* **DATA UNDER STUDY**:
☆ ☆ ☆
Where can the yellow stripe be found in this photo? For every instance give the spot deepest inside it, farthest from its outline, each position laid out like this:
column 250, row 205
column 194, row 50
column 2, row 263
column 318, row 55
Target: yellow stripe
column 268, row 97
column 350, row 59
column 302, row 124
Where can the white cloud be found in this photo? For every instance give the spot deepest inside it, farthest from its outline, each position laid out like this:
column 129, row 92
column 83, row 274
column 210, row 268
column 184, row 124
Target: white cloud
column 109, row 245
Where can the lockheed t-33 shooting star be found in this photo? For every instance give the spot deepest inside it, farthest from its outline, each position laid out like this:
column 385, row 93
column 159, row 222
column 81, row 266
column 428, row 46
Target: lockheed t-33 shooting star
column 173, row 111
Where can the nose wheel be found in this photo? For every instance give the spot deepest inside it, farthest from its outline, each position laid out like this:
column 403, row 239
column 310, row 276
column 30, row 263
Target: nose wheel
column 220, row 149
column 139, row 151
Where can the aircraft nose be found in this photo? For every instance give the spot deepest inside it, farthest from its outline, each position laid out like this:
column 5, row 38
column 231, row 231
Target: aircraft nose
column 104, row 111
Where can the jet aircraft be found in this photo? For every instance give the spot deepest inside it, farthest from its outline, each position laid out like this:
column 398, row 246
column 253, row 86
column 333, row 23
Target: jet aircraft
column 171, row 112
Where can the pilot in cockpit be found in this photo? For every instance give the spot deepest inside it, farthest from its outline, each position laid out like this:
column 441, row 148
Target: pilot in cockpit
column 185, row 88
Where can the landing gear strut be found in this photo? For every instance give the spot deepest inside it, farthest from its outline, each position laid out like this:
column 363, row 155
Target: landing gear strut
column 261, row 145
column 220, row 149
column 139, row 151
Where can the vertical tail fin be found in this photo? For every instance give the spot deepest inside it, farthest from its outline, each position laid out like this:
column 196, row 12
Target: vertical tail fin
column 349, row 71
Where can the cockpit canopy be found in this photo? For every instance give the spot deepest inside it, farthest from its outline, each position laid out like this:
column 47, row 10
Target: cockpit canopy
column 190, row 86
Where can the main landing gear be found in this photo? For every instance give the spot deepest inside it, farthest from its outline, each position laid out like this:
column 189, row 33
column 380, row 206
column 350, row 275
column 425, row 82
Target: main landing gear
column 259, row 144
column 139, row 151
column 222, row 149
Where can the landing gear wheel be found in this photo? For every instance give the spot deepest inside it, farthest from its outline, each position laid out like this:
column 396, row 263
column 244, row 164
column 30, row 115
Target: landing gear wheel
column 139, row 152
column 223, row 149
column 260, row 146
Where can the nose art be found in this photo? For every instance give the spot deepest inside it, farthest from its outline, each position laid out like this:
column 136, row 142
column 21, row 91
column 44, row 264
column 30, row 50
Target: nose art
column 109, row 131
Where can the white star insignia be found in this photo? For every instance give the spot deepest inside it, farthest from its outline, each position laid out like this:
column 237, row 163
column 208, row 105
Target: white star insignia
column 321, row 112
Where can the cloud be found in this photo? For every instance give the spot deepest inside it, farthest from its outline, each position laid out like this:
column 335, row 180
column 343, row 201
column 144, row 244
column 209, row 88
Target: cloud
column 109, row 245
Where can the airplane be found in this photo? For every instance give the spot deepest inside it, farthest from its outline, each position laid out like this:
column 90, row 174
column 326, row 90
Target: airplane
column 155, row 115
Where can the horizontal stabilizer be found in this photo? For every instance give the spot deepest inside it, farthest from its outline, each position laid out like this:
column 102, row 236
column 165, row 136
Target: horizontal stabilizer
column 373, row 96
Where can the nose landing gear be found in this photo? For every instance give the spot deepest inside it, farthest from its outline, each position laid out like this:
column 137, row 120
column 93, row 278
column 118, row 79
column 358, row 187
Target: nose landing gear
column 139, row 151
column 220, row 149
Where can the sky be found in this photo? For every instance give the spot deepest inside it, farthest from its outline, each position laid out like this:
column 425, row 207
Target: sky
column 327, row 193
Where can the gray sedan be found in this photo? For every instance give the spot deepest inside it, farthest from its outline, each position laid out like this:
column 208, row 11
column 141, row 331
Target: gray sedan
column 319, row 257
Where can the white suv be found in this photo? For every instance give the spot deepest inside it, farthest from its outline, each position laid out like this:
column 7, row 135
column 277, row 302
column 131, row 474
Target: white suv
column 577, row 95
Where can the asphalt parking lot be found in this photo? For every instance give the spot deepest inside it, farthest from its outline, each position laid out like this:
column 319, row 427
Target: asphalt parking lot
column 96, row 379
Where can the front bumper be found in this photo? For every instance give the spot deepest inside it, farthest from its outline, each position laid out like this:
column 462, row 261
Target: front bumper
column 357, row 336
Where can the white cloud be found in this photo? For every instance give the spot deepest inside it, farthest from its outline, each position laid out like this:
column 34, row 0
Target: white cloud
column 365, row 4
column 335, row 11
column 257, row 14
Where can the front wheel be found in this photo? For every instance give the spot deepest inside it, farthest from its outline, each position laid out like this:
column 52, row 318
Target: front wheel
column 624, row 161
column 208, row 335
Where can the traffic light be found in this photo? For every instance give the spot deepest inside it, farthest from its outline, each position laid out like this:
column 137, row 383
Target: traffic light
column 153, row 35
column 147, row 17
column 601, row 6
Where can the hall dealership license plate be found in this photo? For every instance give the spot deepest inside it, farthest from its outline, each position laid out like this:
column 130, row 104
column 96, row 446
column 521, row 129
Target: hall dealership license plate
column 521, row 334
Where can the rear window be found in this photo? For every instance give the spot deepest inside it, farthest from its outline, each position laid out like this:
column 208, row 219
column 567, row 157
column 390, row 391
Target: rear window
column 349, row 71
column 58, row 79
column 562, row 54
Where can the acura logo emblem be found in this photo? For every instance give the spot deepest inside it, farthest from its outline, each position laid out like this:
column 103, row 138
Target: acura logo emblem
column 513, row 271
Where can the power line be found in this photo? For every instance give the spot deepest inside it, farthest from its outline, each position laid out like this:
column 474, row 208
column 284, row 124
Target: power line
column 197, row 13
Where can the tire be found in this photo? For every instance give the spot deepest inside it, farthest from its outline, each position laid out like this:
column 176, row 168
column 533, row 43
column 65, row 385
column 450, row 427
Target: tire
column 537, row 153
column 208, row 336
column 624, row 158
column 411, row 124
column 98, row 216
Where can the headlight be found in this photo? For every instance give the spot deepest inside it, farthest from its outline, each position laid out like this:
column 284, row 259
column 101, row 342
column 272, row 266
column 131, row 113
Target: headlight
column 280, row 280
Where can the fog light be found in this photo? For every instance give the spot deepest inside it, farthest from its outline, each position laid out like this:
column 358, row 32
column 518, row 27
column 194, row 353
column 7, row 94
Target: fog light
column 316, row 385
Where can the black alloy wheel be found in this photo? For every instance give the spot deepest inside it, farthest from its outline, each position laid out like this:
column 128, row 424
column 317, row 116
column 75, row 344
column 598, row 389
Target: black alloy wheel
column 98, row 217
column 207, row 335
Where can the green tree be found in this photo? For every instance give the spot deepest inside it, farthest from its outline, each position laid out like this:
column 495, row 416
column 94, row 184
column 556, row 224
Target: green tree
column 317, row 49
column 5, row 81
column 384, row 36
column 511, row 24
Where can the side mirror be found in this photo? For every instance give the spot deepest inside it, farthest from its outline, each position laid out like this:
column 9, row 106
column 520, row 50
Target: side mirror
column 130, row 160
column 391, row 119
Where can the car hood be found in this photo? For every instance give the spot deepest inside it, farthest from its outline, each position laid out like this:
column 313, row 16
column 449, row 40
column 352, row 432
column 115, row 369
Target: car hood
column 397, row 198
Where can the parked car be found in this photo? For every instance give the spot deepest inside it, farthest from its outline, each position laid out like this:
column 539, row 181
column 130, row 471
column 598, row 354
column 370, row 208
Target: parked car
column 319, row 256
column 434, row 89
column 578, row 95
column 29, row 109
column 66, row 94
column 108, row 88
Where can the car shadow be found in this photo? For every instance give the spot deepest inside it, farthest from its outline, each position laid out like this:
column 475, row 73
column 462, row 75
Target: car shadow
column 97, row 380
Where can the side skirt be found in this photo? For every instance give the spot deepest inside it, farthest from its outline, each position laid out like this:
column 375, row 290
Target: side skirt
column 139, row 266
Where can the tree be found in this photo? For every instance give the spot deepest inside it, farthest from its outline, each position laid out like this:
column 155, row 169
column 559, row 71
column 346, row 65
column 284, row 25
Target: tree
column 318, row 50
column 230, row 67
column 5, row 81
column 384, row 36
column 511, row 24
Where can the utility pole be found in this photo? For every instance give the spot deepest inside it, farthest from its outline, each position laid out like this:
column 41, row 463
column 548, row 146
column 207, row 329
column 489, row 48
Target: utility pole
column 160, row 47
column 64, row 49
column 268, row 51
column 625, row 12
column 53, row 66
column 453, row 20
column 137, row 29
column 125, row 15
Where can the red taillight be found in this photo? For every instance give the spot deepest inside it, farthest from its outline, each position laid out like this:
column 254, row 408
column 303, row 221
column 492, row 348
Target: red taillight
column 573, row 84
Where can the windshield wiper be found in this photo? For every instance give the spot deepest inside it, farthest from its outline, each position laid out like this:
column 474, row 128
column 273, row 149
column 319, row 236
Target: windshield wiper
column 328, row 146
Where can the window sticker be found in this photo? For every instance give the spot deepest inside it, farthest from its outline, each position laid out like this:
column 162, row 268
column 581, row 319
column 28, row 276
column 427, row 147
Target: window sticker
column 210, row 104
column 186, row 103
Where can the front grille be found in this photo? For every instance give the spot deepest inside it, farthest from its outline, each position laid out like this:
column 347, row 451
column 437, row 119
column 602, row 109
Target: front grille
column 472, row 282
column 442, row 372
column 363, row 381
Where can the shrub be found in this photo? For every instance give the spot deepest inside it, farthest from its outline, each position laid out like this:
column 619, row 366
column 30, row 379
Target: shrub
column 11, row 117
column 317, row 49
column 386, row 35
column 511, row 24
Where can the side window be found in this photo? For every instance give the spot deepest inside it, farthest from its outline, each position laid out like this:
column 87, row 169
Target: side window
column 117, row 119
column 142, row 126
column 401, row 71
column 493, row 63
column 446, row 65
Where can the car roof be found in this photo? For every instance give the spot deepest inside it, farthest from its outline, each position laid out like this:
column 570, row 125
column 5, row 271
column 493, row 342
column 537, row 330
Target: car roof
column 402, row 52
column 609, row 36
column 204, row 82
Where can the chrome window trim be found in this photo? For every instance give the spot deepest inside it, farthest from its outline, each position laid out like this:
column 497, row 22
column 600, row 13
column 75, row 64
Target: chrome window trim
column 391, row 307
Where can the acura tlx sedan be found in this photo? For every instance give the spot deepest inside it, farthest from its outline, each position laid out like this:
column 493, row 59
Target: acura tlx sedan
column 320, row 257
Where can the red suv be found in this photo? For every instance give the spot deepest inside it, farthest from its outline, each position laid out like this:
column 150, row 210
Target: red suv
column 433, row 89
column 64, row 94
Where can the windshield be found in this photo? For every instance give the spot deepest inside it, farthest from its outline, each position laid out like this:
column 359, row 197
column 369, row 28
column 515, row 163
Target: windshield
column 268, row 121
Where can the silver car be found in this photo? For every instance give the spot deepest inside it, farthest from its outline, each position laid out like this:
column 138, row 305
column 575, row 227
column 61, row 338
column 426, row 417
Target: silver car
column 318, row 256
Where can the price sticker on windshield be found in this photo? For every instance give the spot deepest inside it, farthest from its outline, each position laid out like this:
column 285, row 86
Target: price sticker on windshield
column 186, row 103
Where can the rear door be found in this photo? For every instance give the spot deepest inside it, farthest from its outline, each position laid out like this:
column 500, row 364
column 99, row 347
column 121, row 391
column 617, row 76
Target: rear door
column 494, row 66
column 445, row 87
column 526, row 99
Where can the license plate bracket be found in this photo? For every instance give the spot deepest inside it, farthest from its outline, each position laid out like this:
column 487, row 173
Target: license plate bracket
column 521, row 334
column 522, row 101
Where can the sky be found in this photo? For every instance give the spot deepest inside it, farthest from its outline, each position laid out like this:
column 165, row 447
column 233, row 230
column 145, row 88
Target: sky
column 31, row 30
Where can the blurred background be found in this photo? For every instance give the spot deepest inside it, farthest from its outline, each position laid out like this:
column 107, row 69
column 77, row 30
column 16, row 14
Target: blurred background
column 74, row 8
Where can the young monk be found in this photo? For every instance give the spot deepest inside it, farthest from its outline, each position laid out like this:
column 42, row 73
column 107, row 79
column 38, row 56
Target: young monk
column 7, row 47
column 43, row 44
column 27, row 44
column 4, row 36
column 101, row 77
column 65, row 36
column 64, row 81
☆ ☆ ☆
* **TASK STATEMENT**: Reproduce only the lines above spanning from the line containing "column 208, row 219" through the line containing "column 520, row 50", word for word.

* **EXERCISE OUTPUT**:
column 208, row 219
column 567, row 157
column 390, row 391
Target: rear window
column 349, row 71
column 58, row 79
column 562, row 54
Where can the acura logo emblem be found in this photo? For every instance give the spot deepest inside it, farthest from its outline, each position laid out like this:
column 103, row 138
Target: acura logo emblem
column 513, row 271
Where can the power line be found in this photo? For every instance give the spot deepest inside it, farthest from its outline, each position laid out like this:
column 474, row 208
column 284, row 124
Target: power line
column 197, row 13
Where can the tire be found in this photo? For every instance give the spot deepest inside it, farthest from its outline, each position laid out like this:
column 176, row 168
column 533, row 43
column 65, row 385
column 450, row 427
Target: tire
column 537, row 153
column 208, row 336
column 624, row 158
column 411, row 124
column 98, row 216
Where can the headlight be found in this photo? For every instance give the spot deepest inside it, farthest from its outline, each position laid out like this:
column 284, row 259
column 101, row 342
column 272, row 266
column 131, row 113
Target: headlight
column 280, row 280
Where can the fog light be found in this photo? For every instance give the spot deepest inside it, farthest from its outline, each position laid out like this:
column 358, row 32
column 518, row 27
column 194, row 353
column 7, row 94
Target: fog light
column 316, row 385
Where can the black alloy wheel be found in this photo? For every instance give the spot deepest inside it, farthest from its outline, each position laid out like this:
column 128, row 424
column 317, row 116
column 75, row 344
column 598, row 389
Target: black alloy wheel
column 98, row 217
column 207, row 335
Where can the green tree be found in this photo? For every instance give the spot deepest inside it, farthest from its outline, each position laid out like this:
column 495, row 416
column 94, row 184
column 556, row 224
Target: green tree
column 317, row 49
column 5, row 81
column 384, row 36
column 511, row 24
Where can the side mirror be found in this photo? For every instance give the spot deepest inside it, farthest from its outline, each position laid out like this:
column 9, row 106
column 520, row 50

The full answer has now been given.